### SELECTION
Man is, or should be, woman’s protector and defender. The natural and proper timidity and delicacy which belongs to the female sex evidently unfits it for many of the occupations of civil life. The paramount destiny and mission of woman are to fulfil the noble and benign offices of wife and mother. This is the law of the Creator. That woman’s physical structure and the performance of maternal functions place her at a disadvantage in the struggle for subsistence is obvious. Differentiated by these matters from the other sex, she is properly placed in a class by herself.”
Are these quotes from arcane religious texts? They are not. They are from Bradwell-Vs-Illnois (1873) and Muller -Vs - Oregon (1908) judgements of Supreme Court of the United States. And remember the US is the oldest democracy — since 1776 — and leader of the free world with liberal values. Truth to tell, women in the US did not get their voting rights till 1920.
Women in India got their right to vote in 1950, when the Constitution was ado-pted. Empowerment of women is a work in progress. It continues to be a struggle, but we are chipping away, even if slowly, yet surely and 2018 was a significant year in which women were recognised as entities on their own right. More significantly, the view that the woman is a property of the husband, as generally perceived in dealing with Section 497 of the Indian Penal Code (IPC), was struck down and women liberated from being chattel. “A time has come when the society must realise that a woman is equal to a man in every field,” the top court said.
Epochal judgements have tumbled out of the top court as if from an assembly line. Decisions concerning women and empowering them began with Shayara Bano in the Triple Talaq case in August 2017, when the Constitution Bench consigned the pernicious divorce practice to history. The Centre, bowing to the Supreme Court, has promulgated an Ordinance which awaits parliamentary approval. The year 2018 has been an even more of a landmark one for transformative decisions.

### ENTRIES PROVIDED
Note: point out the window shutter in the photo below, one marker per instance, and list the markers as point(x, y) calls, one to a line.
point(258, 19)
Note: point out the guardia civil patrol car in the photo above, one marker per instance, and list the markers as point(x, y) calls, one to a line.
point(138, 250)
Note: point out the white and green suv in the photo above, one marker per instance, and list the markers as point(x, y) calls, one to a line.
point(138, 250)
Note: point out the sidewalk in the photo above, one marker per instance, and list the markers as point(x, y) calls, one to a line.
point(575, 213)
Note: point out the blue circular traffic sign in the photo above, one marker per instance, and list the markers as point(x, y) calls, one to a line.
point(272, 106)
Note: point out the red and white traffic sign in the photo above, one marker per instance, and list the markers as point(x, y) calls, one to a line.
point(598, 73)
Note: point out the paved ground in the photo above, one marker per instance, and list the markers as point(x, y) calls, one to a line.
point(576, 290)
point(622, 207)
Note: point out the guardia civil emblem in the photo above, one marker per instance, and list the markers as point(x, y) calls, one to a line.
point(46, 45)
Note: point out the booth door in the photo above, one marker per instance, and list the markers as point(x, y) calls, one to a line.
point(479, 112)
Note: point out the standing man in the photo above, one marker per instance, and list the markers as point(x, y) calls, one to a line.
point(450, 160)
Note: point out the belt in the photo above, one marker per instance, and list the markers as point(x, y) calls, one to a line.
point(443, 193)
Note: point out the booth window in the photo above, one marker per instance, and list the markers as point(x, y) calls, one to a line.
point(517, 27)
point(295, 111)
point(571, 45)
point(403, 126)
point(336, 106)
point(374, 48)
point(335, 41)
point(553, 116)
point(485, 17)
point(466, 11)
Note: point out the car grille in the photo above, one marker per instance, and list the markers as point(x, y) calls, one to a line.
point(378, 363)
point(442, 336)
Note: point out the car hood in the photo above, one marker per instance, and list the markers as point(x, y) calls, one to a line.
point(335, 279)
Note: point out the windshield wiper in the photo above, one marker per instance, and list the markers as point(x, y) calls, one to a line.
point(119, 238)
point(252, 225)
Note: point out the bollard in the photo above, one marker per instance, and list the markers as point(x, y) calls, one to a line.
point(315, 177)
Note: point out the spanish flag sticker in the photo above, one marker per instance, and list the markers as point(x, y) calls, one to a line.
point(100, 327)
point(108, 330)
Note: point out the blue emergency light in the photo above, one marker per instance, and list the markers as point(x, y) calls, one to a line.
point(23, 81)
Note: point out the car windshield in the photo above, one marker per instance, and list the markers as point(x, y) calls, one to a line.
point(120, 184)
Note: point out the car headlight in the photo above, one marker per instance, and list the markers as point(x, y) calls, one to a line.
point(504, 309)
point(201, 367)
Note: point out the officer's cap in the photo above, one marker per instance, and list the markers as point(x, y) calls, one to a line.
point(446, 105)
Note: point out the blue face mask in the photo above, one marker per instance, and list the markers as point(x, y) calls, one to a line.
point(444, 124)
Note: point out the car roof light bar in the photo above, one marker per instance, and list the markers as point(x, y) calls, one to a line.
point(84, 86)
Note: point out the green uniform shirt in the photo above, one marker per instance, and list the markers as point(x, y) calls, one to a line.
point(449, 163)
--
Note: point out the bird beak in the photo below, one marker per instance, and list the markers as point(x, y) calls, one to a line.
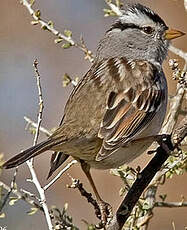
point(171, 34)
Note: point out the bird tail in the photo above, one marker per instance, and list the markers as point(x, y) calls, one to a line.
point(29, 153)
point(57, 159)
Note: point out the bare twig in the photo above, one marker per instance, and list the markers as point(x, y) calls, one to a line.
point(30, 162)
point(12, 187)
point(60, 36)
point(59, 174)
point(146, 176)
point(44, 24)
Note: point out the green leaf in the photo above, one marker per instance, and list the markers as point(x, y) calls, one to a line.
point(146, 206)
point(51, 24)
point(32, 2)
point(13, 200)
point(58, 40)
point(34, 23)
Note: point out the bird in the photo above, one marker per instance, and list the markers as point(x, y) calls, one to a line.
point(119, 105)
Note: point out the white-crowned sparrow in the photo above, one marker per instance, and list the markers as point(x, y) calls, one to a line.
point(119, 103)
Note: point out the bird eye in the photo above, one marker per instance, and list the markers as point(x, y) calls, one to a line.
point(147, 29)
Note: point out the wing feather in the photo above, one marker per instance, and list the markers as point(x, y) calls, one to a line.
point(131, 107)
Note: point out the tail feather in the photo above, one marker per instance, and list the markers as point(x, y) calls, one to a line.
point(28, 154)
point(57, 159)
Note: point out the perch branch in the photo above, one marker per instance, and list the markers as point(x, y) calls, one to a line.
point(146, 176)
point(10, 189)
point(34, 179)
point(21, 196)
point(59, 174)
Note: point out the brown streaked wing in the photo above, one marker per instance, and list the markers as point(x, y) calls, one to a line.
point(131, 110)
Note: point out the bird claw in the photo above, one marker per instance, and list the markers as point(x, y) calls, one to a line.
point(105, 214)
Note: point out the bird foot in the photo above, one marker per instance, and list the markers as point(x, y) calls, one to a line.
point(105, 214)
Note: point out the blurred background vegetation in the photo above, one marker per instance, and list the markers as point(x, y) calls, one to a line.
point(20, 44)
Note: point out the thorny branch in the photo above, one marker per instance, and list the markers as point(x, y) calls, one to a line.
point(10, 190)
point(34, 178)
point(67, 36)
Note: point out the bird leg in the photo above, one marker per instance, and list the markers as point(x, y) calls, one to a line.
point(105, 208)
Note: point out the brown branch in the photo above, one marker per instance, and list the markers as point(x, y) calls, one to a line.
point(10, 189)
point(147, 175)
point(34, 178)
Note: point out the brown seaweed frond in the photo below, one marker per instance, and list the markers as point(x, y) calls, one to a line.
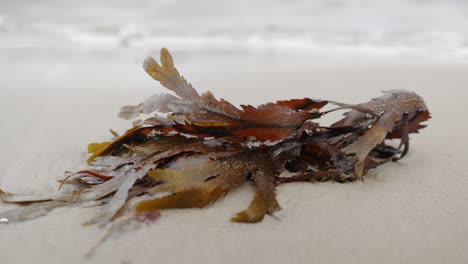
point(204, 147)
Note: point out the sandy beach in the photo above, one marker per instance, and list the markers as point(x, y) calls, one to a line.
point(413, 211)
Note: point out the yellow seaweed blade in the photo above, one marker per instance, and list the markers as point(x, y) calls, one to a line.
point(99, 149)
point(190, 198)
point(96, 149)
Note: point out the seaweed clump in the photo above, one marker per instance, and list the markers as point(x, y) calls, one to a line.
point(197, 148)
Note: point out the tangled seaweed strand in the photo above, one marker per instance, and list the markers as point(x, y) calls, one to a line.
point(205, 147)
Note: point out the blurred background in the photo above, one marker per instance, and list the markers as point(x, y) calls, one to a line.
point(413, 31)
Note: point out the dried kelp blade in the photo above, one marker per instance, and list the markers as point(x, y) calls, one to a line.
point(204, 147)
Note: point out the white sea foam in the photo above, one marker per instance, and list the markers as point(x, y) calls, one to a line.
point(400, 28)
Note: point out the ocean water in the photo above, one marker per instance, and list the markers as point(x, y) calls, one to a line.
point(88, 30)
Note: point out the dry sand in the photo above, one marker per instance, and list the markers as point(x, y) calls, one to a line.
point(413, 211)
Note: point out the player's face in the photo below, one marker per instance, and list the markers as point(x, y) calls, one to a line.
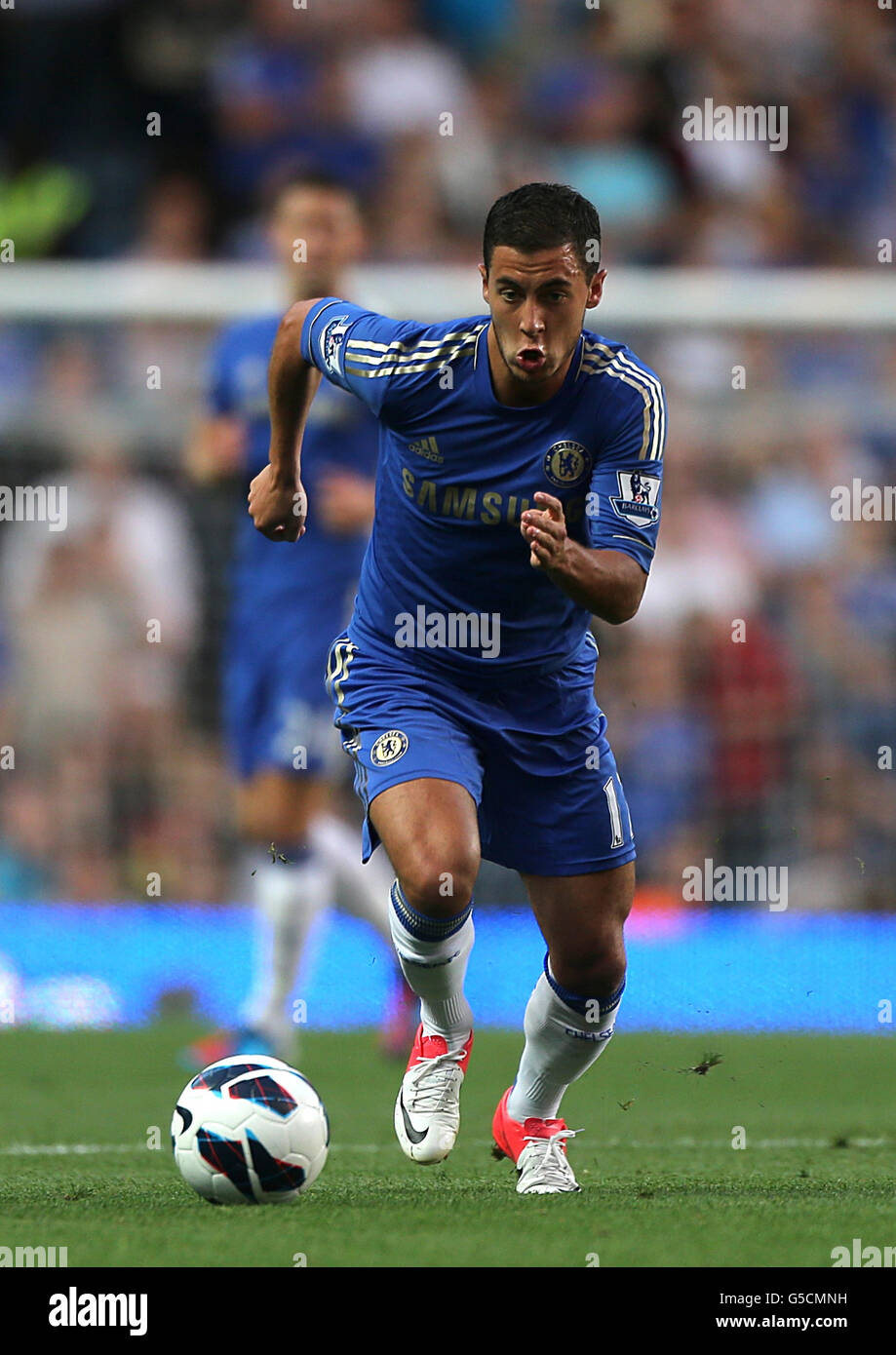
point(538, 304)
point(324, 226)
--
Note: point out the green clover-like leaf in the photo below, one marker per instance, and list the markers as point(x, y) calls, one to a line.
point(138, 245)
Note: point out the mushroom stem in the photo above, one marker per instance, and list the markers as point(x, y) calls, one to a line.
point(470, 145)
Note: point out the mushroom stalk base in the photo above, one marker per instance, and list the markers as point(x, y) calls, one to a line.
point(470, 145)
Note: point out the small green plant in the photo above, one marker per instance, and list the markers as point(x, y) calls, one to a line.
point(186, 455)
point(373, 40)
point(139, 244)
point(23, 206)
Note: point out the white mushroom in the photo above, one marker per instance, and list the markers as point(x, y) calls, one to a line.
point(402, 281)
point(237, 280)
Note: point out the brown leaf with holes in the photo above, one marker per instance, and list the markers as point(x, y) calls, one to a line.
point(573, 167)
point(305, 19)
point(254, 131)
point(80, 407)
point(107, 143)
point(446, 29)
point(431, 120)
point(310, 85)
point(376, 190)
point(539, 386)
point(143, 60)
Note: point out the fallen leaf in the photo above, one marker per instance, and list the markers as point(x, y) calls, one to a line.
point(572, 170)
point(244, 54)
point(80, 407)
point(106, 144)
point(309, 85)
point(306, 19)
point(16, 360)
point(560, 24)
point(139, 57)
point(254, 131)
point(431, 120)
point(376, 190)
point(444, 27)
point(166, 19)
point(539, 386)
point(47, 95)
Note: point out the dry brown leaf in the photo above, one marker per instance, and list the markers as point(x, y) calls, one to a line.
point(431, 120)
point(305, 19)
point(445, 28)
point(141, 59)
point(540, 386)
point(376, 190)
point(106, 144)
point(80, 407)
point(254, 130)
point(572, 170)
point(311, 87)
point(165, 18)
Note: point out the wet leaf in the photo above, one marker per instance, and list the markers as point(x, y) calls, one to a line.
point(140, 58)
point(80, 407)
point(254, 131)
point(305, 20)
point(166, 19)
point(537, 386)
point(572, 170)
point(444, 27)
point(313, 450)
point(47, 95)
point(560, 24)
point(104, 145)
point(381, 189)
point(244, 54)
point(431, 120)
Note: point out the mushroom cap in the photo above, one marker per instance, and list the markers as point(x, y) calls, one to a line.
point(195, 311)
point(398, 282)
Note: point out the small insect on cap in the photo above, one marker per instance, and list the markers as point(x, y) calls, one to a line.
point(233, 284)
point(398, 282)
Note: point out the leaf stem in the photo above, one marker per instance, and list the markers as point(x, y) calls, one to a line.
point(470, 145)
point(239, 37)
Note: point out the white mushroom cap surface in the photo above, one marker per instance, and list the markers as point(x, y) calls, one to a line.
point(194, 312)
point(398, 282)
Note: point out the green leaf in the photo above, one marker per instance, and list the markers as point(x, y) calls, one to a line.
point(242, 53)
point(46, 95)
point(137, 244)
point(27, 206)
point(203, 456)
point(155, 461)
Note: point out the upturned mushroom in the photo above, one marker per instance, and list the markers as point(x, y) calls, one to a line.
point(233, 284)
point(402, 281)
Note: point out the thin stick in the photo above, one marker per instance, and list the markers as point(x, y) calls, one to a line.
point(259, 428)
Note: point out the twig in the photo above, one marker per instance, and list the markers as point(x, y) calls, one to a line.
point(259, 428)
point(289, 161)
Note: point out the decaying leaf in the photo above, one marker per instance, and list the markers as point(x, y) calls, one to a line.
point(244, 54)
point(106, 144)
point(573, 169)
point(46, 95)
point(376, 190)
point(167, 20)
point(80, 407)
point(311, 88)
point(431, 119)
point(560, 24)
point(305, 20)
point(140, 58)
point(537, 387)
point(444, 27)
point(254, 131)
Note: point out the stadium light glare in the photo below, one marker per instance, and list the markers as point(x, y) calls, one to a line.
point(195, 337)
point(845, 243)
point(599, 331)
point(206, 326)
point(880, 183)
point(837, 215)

### EXERCISE INSTRUCTIONS
**a)** Copy out the article on women's rights word for word, everything from "Women in India" down to "top court said.".
**b)** Answer these about the article on women's rights:
(i) In what year did women in the US get the right to vote?
(ii) When did women in India get the right to vote?
(iii) Which section of the Indian Penal Code does the article mention?
**c)** Write the next part of the article on women's rights, picking up after its last sentence.
You won't need the listing for any of this.

### TASK ANSWERS
**a)**
Women in India got their right to vote in 1950, when the Constitution was ado-pted. Empowerment of women is a work in progress. It continues to be a struggle, but we are chipping away, even if slowly, yet surely and 2018 was a significant year in which women were recognised as entities on their own right. More significantly, the view that the woman is a property of the husband, as generally perceived in dealing with Section 497 of the Indian Penal Code (IPC), was struck down and women liberated from being chattel. “A time has come when the society must realise that a woman is equal to a man in every field,” the top court said.

**b)**
(i) 1920
(ii) In 1950, when the Constitution was adopted
(iii) Section 497

**c)**
First of them was the one in the Navtej Singh Johar case, where the court acceded to a Curative petition, the “latest” route in the litigation chain. It referred to the court’s decision on Section 377 of the IPC on same-sex relationships.
After the verdict in the Aadhaar legislation case, it was a given that Section 377 would go. And it went, with rainbow colours splashing all across the nation. What the politicians would not touch with a bargepole for fear of voter backlash (although misguided), the Supreme Court embraced with alacrity and boldness. That is why judiciary gets the pride of place among the respected institutions in India.
The challenge to Section 497 of the IPC — the offence of adultery was the next. The root for this challenge began way back in Yusuf Abdul Aziz case (1954) when a husband, accused of adultery, challenged the provision as unconstitutional since it was “discriminatory” vis-a-vis women as a sex.
The Supreme Court thwarted the effort, holding that under Article 15(3) Indian Parliament was empowered to make “special provisions” for women as a precept and practice of affirmative action and hence the treatment of women as “victim” and not as “criminal or abettor” was protected.
The next foray in the Supreme Court was in the Soumitra Vishnu case (1985) where it was contended that while the husband could sue the adulterer, the wife could not sue the woman who had an affair with her husband. Section 497, however, virtually provided a licence to men to indulge in “romantic paternalism” in relationships with unmarried women. The provision was accused of being in flagrant violation of law constituting gender discrimination, legislative despotism and male chauvinism. Despite persuasive arguments on the “societal changes and transformative development in the role of women”, the apex court declined to interfere holding that “it was for legislature to take note of the transformation in the society” while observing that “it is a matter of common knowledge that it was man who is the seducer and not the woman”.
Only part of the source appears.